• _Excerpt_
Many “sensitive” issues, such as fire safety certificates or the registration of medicines, have not been subject to the complex community rules of the Eurasian Union. However, there is another area, equally or even more sensitive, which is regulated by the Technical Regulation CUTR 012/2011. We’re talking here about safety in potentially explosive environments.
This regulation applies to all machinery (and all its components) intended for operation in environments where deflagration (combustion) may occur, but it doesn’t apply to the personal protective equipment used in such environments. Nor does it apply to medical technology, and, in this respect, it differs from the European Union’s ATEX regulation.
Based on the different types of potentially explosive environments the certified machinery will operate in, the regulation is divided into three macro groups:
Group I – Equipment for mines, quarries, and mineral processing plants
Group II – Equipment for use in areas exposed to gas, except underground construction
Group III – Equipment for use in hazardous areas, except underground construction
Within each group, it defines three levels of explosion protection (A, B, C) as well as six levels of fire protection.
Of all the EAC certificates, the Russian EX Certificate is undoubtedly one of the most expensive, and it can take longer to obtain, largely because they frequently require an inspection at the manufacturer’s premises. It should be noted here that EU ATEX certification is required.
After obtaining the Russian ATEX Certificate, which is valid for 5 years, one of the EX logos shown here must be added to the product’s label, next to the EAC logo.

• _Excerpted data_
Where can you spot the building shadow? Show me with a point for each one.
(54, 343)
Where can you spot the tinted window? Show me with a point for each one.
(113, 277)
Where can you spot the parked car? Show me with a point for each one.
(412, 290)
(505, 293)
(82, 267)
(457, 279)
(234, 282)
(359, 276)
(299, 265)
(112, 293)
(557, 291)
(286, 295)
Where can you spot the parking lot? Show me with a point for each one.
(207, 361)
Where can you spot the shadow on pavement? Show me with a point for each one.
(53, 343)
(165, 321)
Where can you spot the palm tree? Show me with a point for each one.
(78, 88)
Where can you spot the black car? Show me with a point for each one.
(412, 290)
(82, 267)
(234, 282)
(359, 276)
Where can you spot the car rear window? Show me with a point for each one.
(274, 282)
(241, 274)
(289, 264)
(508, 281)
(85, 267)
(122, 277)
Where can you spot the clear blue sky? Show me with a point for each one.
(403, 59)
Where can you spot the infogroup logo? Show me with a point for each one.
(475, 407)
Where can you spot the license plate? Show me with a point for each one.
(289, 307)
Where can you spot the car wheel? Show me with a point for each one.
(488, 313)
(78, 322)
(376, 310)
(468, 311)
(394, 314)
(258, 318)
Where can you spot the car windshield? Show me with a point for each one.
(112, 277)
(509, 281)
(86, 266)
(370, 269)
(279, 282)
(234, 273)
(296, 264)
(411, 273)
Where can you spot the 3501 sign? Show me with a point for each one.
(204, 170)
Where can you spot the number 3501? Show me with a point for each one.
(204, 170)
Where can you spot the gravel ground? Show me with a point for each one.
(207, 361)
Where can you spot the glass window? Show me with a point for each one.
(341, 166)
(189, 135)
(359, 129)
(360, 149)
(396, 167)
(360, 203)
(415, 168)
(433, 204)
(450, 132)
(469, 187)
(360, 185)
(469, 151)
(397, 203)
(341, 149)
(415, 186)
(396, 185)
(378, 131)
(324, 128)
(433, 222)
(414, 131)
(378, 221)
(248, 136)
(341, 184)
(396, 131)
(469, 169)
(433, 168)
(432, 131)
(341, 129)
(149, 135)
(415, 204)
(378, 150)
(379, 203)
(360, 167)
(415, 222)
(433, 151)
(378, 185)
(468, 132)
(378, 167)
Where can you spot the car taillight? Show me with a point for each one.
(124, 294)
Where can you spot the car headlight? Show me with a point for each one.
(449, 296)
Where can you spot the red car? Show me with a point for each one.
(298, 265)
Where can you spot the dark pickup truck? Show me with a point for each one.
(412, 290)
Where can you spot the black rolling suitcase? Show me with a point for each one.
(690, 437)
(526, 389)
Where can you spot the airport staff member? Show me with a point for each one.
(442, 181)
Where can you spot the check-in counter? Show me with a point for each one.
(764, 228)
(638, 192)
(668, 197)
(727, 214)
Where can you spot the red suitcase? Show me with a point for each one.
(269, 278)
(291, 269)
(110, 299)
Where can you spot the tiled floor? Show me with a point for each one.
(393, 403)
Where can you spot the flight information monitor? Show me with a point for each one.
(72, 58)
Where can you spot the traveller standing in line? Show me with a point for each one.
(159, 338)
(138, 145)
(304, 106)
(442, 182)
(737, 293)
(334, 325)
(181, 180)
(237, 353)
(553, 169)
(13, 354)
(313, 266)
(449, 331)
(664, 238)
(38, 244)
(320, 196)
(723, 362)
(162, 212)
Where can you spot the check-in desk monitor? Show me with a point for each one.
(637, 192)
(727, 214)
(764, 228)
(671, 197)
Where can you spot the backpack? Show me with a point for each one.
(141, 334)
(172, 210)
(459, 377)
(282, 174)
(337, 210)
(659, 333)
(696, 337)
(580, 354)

• _Assigned task 1_
Answer these questions about the text on explosion-safety certification:
(a) How many levels of fire protection are defined within each group?
(b) Which group covers equipment for mines, quarries, and mineral processing plants?
(c) For how many years is the Russian ATEX Certificate valid?
• _Assigned task 2_
Rewrite the passage of the explosion-safety certification text from "Of all the EAC" up to and including "certification is required.", substituting "audit" for "inspection".

• _Task response 1_
(a) Six.
(b) Group I.
(c) 5 years.

• _Task response 2_
Of all the EAC certificates, the Russian EX Certificate is undoubtedly one of the most expensive, and it can take longer to obtain, largely because they frequently require an audit at the manufacturer’s premises. It should be noted here that EU ATEX certification is required.